Taking the line with "Query: woman's neck" as the start, reproduce every line until the records end, exactly and with nothing added.

(Point-per-instance localization data)
□ □ □
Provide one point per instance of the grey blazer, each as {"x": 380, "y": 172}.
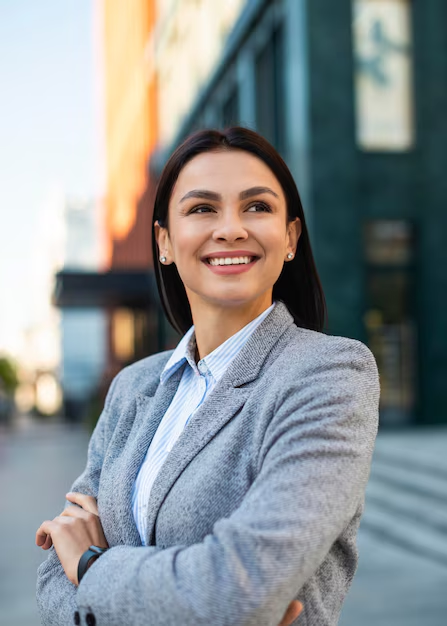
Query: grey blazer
{"x": 258, "y": 502}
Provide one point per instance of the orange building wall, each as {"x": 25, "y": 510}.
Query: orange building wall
{"x": 131, "y": 129}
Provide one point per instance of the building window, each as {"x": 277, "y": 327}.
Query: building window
{"x": 383, "y": 74}
{"x": 123, "y": 334}
{"x": 270, "y": 92}
{"x": 230, "y": 109}
{"x": 390, "y": 319}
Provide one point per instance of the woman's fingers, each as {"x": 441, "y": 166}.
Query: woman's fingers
{"x": 88, "y": 503}
{"x": 43, "y": 534}
{"x": 293, "y": 611}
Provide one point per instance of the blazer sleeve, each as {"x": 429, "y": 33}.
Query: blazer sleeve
{"x": 55, "y": 594}
{"x": 314, "y": 464}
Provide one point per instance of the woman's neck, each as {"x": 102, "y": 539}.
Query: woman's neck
{"x": 213, "y": 326}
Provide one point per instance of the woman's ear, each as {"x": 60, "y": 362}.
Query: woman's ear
{"x": 160, "y": 235}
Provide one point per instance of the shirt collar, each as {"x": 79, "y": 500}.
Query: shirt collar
{"x": 217, "y": 361}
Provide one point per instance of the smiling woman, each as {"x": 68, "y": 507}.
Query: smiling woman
{"x": 225, "y": 479}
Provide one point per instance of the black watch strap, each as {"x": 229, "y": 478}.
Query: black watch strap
{"x": 85, "y": 558}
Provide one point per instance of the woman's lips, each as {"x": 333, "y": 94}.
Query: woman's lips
{"x": 231, "y": 269}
□ □ □
## RESPONSE
Query: woman's neck
{"x": 213, "y": 326}
Provide one point per instance of the woman's ear, each as {"x": 60, "y": 362}.
Query: woman's ear
{"x": 160, "y": 235}
Provide one point per instance of the shirt collar, each as {"x": 79, "y": 500}.
Query: shirt collar
{"x": 217, "y": 361}
Provide one point per instance of the smiling woman, each as {"x": 68, "y": 507}.
Query: smiling woman
{"x": 225, "y": 479}
Provide one point per instance of the black watch strap, each as {"x": 229, "y": 478}.
Query: black watch strap
{"x": 85, "y": 558}
Provide one point per instance of the woman's lips, each as {"x": 333, "y": 94}.
Query: woman's lips
{"x": 231, "y": 269}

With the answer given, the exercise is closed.